Extracted records:
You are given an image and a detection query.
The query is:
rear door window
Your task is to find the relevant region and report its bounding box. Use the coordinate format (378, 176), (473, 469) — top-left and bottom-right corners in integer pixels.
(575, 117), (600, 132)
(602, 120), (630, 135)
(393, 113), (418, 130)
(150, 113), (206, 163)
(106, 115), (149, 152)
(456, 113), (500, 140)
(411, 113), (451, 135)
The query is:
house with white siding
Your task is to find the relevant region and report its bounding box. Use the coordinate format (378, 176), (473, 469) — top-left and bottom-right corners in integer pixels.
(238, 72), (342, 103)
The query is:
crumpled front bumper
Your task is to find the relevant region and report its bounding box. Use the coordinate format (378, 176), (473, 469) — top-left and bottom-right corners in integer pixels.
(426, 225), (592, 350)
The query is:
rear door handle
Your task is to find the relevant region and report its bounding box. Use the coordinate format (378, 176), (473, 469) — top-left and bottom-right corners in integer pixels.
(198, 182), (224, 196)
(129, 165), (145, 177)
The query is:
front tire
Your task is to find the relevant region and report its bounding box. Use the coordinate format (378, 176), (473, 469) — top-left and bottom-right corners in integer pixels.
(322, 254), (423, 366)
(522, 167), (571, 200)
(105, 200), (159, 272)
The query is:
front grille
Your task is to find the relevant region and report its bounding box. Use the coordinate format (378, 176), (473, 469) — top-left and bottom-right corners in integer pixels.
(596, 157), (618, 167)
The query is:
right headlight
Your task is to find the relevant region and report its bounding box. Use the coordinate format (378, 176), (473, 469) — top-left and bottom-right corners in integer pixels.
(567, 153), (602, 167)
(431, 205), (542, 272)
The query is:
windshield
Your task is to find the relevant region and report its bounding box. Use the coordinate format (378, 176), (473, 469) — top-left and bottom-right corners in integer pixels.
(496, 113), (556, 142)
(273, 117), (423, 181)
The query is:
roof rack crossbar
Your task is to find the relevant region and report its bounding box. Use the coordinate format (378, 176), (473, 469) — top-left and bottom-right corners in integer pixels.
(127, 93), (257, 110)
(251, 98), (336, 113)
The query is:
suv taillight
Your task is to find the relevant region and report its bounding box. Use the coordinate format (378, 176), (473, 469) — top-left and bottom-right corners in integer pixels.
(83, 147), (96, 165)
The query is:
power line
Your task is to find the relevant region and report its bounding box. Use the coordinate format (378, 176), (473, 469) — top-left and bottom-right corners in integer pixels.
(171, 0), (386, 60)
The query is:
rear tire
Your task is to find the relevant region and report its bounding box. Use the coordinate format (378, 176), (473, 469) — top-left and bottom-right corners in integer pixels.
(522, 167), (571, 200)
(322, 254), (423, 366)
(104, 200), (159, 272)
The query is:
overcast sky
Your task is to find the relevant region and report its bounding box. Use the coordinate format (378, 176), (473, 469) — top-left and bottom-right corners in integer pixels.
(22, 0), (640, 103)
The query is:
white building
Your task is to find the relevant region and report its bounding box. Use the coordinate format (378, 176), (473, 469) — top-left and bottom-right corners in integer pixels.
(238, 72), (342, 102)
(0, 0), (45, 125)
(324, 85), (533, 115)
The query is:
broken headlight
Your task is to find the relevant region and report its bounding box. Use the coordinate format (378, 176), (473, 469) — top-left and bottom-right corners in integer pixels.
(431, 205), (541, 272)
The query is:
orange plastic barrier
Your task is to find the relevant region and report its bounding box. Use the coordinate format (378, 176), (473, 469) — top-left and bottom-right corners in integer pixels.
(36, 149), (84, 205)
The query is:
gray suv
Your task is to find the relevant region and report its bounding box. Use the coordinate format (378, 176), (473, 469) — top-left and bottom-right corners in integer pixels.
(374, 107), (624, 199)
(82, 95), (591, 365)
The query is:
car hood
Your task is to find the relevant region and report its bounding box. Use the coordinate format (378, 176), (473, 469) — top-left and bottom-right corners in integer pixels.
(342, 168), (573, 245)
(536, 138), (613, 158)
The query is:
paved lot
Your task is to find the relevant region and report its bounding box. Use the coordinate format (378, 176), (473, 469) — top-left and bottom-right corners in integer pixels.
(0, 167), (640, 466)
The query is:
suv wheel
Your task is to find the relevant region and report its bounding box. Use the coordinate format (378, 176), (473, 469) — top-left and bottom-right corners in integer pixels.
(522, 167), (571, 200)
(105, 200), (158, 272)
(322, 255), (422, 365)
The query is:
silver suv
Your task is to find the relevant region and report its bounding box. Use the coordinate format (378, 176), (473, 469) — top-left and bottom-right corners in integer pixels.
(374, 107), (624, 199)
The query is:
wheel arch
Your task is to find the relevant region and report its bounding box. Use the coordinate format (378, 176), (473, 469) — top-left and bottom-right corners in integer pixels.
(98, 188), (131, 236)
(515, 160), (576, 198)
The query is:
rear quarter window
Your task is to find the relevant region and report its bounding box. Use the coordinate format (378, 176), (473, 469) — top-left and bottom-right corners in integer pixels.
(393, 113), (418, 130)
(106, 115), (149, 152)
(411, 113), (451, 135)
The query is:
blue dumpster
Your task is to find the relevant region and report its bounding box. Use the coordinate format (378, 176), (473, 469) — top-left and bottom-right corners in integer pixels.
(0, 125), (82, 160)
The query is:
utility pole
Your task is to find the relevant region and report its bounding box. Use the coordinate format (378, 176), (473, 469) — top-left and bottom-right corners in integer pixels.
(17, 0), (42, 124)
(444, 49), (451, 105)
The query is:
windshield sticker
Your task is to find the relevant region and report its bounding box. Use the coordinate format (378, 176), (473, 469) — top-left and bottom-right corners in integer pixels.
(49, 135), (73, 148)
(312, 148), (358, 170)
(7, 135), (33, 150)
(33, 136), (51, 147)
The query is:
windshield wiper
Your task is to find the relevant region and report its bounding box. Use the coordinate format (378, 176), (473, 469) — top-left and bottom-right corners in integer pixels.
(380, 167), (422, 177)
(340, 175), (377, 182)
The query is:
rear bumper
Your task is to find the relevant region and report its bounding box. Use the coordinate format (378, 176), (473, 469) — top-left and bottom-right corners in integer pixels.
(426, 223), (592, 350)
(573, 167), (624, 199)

### What you should do:
Rewrite the records above with every "query" changed to "prompt", leaving everything else the same.

### Exercise answer:
You are given an image and a detection prompt.
The prompt is:
rear door window
Your task is to find the relevant region and report its bounding box. Use the coordinate format (378, 176), (473, 469) — top-left and bottom-right corners in integer pixels.
(575, 117), (600, 132)
(602, 120), (630, 135)
(393, 113), (418, 130)
(150, 113), (206, 163)
(106, 115), (149, 152)
(456, 113), (500, 140)
(411, 113), (451, 135)
The prompt is:
house with white siding
Your task is to find the relevant region and report its bounding box. Use the coordinate format (378, 176), (473, 469) — top-left and bottom-right corners in integer pixels.
(238, 72), (342, 103)
The prompt is:
crumpled front bumper
Your task is to find the relevant region and report its bounding box. Use the coordinate format (378, 176), (473, 469) — top-left and bottom-right corners in integer pixels.
(426, 225), (592, 350)
The prompt is:
rear door handle
Your task is to find the relevant region and report its bounding box. Use the coordinate format (378, 176), (473, 469) — top-left and bottom-right corners in integer pixels.
(198, 182), (224, 196)
(129, 165), (145, 177)
The prompt is:
front tire
Your task is to find the relevant region and report its bounding box. Use the coordinate format (378, 176), (473, 469) — top-left and bottom-right corners in integer pixels.
(322, 254), (423, 366)
(522, 167), (571, 200)
(105, 200), (159, 272)
The prompt is:
front grille
Your task is to find the relevant region and report its bounding box. Use the coordinate format (378, 176), (473, 469) — top-left and bottom-right corners in integer pixels.
(596, 157), (618, 167)
The prompt is:
right headlight
Your task is to find the relevant region and report its bounding box. Use the coordinate format (378, 176), (473, 469) — top-left and bottom-right corners in integer pixels.
(567, 153), (602, 167)
(431, 205), (542, 272)
The prompt is:
windshield
Your task is to find the relevant region and report its bounding box. Use the coordinate format (378, 176), (473, 469) — top-left and bottom-right corners in integer pixels.
(496, 113), (556, 142)
(273, 117), (423, 181)
The prompt is:
roof rack crossbar
Your task is to find the relevant region and report its bounding box. Use the coordinate format (378, 176), (473, 469) — top-left and bottom-right corners in integer pixels.
(127, 93), (257, 110)
(251, 98), (336, 113)
The prompt is:
suv taillight
Your task is to find the relevant region and report its bounding box. Use the coordinate format (378, 176), (473, 469) — top-left and bottom-right corners in integer pixels.
(83, 147), (96, 165)
The prompt is:
power line
Your task is to find the relevant region and report its bounding box. Use the coordinate format (378, 176), (473, 469) — top-left and bottom-right corners in integer pixels.
(171, 0), (386, 60)
The prompt is:
rear tire
Your task is to find the relevant region and report its bounding box. Use the coordinate format (378, 176), (473, 469) — top-left and bottom-right corners in integer pixels.
(522, 167), (571, 200)
(322, 254), (423, 366)
(104, 200), (159, 272)
The prompt is:
overcast sky
Your task is to find the relevant region and report its bounding box. Use the coordinate format (378, 176), (473, 469) — top-left and bottom-right corners in integer pixels.
(22, 0), (640, 103)
The prompt is:
white building
Your task is to find the relevant region and report its bounding box. Use the coordinate format (378, 176), (473, 469) — top-left and bottom-right corners in integer pixels.
(238, 72), (342, 102)
(0, 0), (45, 125)
(324, 85), (533, 115)
The prompt is:
broken headlight
Your task is to find the relevant region and report its bounding box. Use the coordinate format (378, 176), (473, 469) — top-left and bottom-right corners in integer pixels.
(431, 205), (541, 272)
The prompt is:
orange plastic barrier
Your task is to find the relevant region and report its bounding box. Use the coordinate format (378, 176), (473, 469) — top-left and bottom-right corners in integer pixels.
(36, 149), (84, 205)
The prompt is:
gray suv
Your task is to find the relevant region and report its bounding box. Use the coordinate format (378, 176), (473, 469) — top-left and bottom-right corners in integer pixels.
(374, 107), (624, 199)
(82, 95), (591, 365)
The prompt is:
car hood
Your task is to find the relevant region and report its bounding box. Use the coordinate format (378, 176), (473, 469) — top-left and bottom-right corners in integer pixels.
(342, 168), (573, 245)
(536, 138), (613, 158)
The prompt is:
paved lot
Your task is to find the relevant region and report its bounding box. Use the coordinate format (378, 176), (473, 469) — top-left and bottom-right corners in integer pixels.
(0, 167), (640, 466)
The prompt is:
suv wheel
Your task is to find the relevant region and report its bounding box. Use the coordinate format (378, 176), (473, 469) — top-left and bottom-right corners in integer pixels.
(522, 167), (571, 200)
(105, 200), (158, 272)
(322, 255), (422, 365)
The prompt is:
silver suv
Your task is to find the relevant region and report its bounding box. Use the coordinate format (378, 176), (473, 469) — top-left and bottom-right corners in integer pixels.
(374, 107), (624, 199)
The prompt is:
wheel arch
Your task is to find the relevant region and report its bounding box. Use the coordinate format (378, 176), (473, 469) — top-left and bottom-right corners in integer pixels.
(98, 188), (131, 236)
(515, 160), (576, 198)
The prompt is:
rear quarter window
Your task is to find the relevant region and report its bounding box. Use the coordinate format (378, 176), (473, 469) — top-left and bottom-right corners in integer pixels.
(393, 113), (418, 130)
(106, 115), (149, 152)
(411, 113), (451, 135)
The prompt is:
blue dumpster
Your task is to find the relevant region and report its bounding box. Use the coordinate format (378, 176), (473, 469) — top-left and bottom-right corners in integer pixels.
(0, 125), (82, 160)
The prompt is:
utility pole
Your task is to find the relevant region and report its bounding box. Use the coordinate format (378, 176), (473, 469) — top-left and bottom-right corners in integer pixels.
(17, 0), (42, 124)
(444, 49), (451, 105)
The prompt is:
windshield sticker
Your task is to find the relevant region and report its bounding box. Use the coordinate format (378, 176), (473, 469) — top-left and bottom-right corners in integer pixels.
(49, 135), (73, 148)
(312, 148), (358, 170)
(7, 135), (33, 150)
(33, 136), (51, 147)
The prompt is:
windshield wiper
Your task is to find the relevant region and report its bounding box. Use the coordinate format (378, 176), (473, 469) — top-left and bottom-right corners in integer pixels.
(380, 167), (422, 177)
(340, 175), (377, 182)
The prompt is:
rear bumper
Your task is to find the relevant region and report its bounding box. Use the coordinate format (378, 176), (473, 469) — top-left and bottom-right corners in integer pixels.
(426, 223), (592, 350)
(573, 167), (624, 199)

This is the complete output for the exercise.